STATED PROBLEM. Render everything in the data from the line containing "Pick out each instance of the nose" down to the line containing "<point>135,134</point>" as a Markdown table with the columns Row and Line, skipping any blank lines.

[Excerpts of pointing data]
* begin *

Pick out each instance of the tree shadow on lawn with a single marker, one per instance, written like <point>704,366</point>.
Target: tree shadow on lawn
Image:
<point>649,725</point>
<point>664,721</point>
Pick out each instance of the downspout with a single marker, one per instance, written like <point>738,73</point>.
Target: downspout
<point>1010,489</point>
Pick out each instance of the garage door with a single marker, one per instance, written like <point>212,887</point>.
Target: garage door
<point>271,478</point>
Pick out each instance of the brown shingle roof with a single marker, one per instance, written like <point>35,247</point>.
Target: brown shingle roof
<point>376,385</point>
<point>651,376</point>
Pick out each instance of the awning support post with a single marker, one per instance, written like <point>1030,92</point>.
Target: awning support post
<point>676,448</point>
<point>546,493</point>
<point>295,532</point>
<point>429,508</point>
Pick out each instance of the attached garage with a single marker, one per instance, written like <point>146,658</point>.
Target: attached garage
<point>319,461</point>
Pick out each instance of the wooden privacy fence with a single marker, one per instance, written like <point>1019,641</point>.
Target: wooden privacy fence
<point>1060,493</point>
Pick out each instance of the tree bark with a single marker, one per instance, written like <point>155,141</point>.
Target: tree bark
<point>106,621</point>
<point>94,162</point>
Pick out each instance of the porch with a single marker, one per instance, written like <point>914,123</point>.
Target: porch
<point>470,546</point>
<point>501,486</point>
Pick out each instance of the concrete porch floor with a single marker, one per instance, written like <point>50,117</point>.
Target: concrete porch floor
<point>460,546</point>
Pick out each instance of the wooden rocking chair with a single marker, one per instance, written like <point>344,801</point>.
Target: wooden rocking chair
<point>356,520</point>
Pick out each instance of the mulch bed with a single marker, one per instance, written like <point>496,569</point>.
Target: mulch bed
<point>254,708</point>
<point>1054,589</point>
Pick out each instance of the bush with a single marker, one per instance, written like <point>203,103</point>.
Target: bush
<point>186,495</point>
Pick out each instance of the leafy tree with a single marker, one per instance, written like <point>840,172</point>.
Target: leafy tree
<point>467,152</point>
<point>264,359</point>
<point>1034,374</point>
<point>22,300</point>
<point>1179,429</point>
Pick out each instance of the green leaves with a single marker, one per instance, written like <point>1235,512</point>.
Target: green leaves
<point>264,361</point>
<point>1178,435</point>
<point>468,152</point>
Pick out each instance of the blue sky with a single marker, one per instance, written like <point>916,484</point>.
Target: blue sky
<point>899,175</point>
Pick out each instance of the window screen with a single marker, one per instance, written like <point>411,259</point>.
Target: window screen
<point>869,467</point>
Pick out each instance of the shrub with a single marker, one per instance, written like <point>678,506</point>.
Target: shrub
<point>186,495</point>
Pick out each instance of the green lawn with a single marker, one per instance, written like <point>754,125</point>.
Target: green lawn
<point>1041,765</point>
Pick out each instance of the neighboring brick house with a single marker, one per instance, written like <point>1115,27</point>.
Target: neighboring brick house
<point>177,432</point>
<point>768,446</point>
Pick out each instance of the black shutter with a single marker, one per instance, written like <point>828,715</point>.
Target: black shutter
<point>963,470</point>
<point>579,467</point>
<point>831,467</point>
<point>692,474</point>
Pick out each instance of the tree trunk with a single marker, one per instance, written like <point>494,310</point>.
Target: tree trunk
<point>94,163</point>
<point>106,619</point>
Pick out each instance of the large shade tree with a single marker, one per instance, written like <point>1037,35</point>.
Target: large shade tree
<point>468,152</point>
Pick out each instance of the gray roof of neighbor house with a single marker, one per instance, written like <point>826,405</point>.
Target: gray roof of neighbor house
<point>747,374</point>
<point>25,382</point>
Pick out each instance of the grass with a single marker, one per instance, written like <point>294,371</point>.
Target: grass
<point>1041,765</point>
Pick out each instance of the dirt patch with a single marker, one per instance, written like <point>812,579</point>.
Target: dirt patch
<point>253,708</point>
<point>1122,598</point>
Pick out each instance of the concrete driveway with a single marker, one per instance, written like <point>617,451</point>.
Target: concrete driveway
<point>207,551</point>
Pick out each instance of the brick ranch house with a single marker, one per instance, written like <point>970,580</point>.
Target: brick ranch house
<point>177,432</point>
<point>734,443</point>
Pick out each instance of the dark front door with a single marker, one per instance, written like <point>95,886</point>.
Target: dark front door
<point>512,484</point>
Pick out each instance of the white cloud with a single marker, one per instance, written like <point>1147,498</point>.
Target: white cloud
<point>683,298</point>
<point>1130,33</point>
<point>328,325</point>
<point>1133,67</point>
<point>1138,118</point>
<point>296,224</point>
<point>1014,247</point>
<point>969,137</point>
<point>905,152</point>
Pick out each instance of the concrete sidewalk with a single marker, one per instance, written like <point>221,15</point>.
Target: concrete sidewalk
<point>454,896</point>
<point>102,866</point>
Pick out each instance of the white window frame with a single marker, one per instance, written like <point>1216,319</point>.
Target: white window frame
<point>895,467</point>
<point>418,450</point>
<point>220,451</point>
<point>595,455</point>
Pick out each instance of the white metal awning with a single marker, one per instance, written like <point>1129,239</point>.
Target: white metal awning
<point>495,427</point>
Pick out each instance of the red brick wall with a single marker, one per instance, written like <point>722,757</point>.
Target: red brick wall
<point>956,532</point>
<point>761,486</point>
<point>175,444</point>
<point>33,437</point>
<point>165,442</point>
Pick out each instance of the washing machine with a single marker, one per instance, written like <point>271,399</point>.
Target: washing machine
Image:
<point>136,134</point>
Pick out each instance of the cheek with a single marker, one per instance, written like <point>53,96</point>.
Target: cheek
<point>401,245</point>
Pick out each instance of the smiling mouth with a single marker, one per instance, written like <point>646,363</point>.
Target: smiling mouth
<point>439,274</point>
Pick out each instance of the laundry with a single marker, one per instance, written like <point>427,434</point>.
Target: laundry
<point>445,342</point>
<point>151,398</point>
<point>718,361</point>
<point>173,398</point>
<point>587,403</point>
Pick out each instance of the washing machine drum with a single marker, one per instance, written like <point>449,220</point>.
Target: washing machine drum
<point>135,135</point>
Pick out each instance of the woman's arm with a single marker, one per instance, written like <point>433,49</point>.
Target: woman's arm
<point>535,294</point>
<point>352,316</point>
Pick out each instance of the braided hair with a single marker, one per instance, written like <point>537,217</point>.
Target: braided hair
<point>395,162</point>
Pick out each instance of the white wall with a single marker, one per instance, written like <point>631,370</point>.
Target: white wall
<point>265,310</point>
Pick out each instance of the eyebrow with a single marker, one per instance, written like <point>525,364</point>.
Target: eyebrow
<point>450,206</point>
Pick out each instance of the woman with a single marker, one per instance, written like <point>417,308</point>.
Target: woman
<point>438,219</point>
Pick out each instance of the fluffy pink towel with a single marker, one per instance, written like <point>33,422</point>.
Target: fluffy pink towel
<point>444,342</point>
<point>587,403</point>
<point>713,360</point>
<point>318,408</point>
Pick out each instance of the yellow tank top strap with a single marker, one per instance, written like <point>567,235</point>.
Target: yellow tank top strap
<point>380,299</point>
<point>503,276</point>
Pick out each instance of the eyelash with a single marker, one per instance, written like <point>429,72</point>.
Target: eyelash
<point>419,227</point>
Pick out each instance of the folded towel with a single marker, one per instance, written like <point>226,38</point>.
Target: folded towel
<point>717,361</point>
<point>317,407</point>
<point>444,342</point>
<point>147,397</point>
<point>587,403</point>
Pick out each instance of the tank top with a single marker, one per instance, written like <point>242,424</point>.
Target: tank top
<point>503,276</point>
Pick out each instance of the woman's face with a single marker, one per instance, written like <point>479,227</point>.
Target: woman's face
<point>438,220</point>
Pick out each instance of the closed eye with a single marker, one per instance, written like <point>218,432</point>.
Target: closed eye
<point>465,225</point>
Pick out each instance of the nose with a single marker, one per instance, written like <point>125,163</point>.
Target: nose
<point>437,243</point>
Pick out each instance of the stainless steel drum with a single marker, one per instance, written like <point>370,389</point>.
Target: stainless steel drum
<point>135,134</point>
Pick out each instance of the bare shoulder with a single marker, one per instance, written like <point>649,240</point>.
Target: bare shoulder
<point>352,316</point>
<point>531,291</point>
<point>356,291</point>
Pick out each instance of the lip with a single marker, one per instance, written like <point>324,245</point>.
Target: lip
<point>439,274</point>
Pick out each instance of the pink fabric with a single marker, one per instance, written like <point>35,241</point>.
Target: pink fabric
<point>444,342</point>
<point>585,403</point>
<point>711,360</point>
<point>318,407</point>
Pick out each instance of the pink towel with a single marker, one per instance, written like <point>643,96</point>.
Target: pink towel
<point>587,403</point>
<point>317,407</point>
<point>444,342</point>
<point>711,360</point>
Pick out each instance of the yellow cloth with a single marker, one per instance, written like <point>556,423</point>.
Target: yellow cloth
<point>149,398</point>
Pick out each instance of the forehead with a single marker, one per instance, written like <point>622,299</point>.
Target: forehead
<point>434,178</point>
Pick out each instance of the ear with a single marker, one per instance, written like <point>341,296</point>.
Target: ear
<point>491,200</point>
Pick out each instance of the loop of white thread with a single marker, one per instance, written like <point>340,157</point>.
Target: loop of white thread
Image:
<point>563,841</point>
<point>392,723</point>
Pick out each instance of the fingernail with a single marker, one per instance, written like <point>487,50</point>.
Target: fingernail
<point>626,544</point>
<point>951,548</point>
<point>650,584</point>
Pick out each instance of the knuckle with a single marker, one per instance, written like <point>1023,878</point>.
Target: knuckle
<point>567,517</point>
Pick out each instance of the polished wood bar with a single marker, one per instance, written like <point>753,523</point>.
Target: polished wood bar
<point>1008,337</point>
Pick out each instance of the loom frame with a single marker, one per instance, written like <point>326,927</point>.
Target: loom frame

* end *

WRITTEN SOLUTION.
| Row | Line |
|---|---|
| 1 | Pick out each instance of the nose with a single marker, one per instance, written like <point>125,163</point>. |
| 2 | Target: nose |
| 3 | <point>437,243</point> |
| 4 | Pick out each instance of the stainless steel drum with a single marker, one per instance, written like <point>370,389</point>. |
| 5 | Target: stainless steel drum |
| 6 | <point>135,134</point> |